**Exercise task 1:** Reproduce word for word the stretch of the risk committee charter from "The Committee shall review" through "any such Order.".

**Extracted text:**
FSUN
Published on 05/13/2026 at 04:57 pm EDT
The Boards of Directors (collectively, the "Board") of FirstSun Capital Bancorp (the "Company") and Sunflower Bank, National Association (the "Bank") have established the Risk Committee (the "Committee") for the purpose of overseeing the Company's and the Bank's enterprise-wide risk management framework and corporate risk function, including the strategies and supporting systems established by management to manage the major risks facing the Company and the Bank. The Committee shall ensure that risk processes are supported by both a risk governance structure that includes Board oversight, policies, risk limits, and delegated management risk committees and a culture that supports risk management objectives and reflects a model of shared accountability between delegated management committees, senior leadership, lines of business, and support functions. The Committee shall assist the Board and its other committees that oversee specific risk-related issues and serve as a resource to management by overseeing risk across the entire organization and risk universe. The Committee shall function as a joint committee of the Company and the Bank. References to the Company in this charter also include the Bank and all other subsidiaries of the Company.
The Committee shall consist of three or more members, each of whom shall be a member of the Board. At least a majority of the members of the Committee shall satisfy the independence requirements of The Nasdaq Stock Market ("Nasdaq") and any other laws, rules or regulations regarding independence applicable to the Company. At least one member of the Committee (as determined by the Board) shall have experience in identifying, assessing, and managing risk exposures of large, complex financial firms. The members of the Committee shall be appointed by the Board based on recommendations from the Nominating and Governance Committee of the Board, and the Board shall designate the Committee chair, who shall be an independent director under Nasdaq rules. The members of the Committee shall serve for such term or terms as the Board may determine or until earlier resignation, removal or death. The Board may remove any member from the Committee at any time with or without cause.
The Committee shall have the following duties and responsibilities:
Compliance Oversight
The Committee shall ensure that the Company is taking appropriate measures to address all applicable regulatory requirements, including those under the Bank Holding Company Act, Title 12 of the Code of Federal Regulations, the Patriot Act, the Bank Secrecy Act, the Community Reinvestment Act, and similar laws, rules and regulations.
The Committee shall review the terms and conditions of any and all orders, memoranda of understanding, written agreements, other agreements, supervisory letters or similar actions of any banking regulator (each, an "Order"), and monitor management's progress in taking the appropriate steps within acceptable timeframes, to comply with the requirements of the terms of any such Order.

**Exercise task 2:** Rewrite the stretch of the records below from the line containing "If you could point to the shield" through the end of the records, keeping the requests, and add 123 to every coordinate in the answers. Give only those lines.

**Given records:**
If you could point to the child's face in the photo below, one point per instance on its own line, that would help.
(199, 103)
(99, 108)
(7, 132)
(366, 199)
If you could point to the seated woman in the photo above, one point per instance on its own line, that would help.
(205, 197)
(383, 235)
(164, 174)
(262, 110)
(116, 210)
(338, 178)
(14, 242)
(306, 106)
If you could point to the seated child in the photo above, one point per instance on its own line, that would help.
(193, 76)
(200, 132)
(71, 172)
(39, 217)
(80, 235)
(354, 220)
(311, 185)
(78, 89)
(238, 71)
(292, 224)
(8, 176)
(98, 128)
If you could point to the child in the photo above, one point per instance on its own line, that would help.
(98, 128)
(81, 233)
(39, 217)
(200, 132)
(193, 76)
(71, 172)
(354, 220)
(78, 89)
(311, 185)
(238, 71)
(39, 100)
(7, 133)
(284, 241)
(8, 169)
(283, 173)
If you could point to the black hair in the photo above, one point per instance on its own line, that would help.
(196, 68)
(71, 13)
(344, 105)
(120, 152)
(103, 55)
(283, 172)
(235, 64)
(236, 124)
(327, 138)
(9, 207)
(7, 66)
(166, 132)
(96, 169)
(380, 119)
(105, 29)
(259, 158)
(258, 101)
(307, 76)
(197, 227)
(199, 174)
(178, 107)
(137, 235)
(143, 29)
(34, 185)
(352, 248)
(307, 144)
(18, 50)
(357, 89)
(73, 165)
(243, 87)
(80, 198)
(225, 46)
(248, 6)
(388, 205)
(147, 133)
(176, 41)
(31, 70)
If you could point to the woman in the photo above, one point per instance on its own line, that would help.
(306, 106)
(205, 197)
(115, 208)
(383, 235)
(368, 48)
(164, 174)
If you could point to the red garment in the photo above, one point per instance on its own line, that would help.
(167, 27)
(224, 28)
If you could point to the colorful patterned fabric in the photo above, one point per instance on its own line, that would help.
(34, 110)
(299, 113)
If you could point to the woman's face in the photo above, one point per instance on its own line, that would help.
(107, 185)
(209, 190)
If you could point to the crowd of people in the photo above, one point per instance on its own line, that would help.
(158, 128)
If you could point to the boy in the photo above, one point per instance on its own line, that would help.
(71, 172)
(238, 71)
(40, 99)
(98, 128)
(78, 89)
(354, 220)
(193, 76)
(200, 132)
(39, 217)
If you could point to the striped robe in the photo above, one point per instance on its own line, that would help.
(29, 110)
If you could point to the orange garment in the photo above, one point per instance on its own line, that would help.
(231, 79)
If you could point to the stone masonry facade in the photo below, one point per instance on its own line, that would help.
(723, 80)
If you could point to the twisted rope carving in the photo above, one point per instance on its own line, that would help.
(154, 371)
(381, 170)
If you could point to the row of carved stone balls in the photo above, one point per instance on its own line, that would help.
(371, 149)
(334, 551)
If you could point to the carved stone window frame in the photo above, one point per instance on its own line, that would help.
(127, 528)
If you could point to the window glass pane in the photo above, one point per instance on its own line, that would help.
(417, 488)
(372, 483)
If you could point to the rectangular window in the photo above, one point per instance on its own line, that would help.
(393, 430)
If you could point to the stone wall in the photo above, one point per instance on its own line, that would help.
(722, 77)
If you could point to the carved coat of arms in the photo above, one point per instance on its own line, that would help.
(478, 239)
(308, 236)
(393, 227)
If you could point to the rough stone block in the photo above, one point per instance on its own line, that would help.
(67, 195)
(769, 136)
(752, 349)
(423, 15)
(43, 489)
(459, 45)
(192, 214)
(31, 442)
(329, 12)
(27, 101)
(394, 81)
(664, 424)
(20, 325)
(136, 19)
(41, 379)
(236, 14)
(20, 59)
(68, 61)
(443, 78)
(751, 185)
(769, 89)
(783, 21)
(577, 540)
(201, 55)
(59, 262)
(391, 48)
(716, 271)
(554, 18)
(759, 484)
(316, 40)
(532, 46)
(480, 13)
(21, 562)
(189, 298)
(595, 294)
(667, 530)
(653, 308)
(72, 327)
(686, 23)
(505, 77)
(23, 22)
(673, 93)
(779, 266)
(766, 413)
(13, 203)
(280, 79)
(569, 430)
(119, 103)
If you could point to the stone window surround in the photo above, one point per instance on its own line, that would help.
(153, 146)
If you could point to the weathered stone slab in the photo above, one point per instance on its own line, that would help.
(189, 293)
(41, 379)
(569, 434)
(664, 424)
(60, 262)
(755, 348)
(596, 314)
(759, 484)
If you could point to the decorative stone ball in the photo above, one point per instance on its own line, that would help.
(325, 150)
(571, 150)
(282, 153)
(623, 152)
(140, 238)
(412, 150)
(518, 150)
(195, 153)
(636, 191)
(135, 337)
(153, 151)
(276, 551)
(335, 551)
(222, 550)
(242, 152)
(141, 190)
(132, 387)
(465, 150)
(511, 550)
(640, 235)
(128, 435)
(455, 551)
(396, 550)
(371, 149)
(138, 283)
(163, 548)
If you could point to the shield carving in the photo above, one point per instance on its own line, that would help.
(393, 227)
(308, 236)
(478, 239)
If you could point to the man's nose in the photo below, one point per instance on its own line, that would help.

**Written response 1:**
The Committee shall review the terms and conditions of any and all orders, memoranda of understanding, written agreements, other agreements, supervisory letters or similar actions of any banking regulator (each, an "Order"), and monitor management's progress in taking the appropriate steps within acceptable timeframes, to comply with the requirements of the terms of any such Order.

**Written response 2:**
If you could point to the shield carving in the photo above, one point per instance on its own line, that would help.
(516, 350)
(431, 359)
(601, 362)
If you could point to the man's nose in the photo below, one point per instance on its own line, that would help.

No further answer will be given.